Pointing records:
::::::
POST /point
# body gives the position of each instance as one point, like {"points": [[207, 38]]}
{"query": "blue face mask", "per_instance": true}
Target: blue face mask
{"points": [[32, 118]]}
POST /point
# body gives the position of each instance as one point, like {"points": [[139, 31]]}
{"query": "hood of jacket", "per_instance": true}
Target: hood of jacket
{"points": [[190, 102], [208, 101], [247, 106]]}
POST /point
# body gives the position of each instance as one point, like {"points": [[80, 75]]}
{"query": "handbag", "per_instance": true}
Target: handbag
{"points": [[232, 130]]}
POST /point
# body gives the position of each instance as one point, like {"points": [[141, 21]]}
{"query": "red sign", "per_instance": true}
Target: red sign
::::::
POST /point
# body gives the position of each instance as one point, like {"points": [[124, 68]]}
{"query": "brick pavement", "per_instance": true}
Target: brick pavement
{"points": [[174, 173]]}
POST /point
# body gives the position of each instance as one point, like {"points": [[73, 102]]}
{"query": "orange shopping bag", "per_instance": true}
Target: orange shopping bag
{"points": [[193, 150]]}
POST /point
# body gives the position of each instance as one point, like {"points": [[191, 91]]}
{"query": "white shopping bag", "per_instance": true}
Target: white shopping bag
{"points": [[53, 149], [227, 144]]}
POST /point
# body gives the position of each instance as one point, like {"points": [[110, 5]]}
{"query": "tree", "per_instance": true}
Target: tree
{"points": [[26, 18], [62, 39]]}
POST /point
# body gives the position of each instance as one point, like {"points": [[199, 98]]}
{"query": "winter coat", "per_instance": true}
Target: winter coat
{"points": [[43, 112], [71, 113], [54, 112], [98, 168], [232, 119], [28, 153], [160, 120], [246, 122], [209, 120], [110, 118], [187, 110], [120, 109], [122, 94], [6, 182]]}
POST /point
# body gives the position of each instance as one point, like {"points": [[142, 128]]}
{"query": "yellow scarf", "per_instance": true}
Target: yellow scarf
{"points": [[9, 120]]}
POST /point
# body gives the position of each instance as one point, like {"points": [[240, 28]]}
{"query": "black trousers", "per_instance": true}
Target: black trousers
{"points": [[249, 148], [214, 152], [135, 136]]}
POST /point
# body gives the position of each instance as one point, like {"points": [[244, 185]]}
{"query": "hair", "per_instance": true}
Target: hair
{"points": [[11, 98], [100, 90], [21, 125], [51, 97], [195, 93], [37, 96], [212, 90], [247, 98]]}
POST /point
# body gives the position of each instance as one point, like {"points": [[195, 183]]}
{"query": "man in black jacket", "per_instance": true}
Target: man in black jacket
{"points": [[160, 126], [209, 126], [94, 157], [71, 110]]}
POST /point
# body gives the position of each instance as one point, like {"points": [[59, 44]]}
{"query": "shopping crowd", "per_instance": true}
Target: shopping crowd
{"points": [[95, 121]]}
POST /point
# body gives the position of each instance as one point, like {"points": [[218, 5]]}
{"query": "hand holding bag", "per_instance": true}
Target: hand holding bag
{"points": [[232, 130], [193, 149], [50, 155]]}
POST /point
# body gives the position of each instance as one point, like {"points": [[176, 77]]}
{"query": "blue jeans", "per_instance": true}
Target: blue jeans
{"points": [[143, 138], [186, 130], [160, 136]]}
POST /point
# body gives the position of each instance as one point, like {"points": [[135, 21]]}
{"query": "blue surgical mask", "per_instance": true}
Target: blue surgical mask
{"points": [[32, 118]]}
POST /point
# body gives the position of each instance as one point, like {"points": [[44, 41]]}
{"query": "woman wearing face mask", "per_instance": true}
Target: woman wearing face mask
::::::
## GOAL
Pick out every line of the records that contains the word "white" and copy each one.

## RESULT
{"query": "white shopping bag", "per_instance": true}
Target: white shopping bag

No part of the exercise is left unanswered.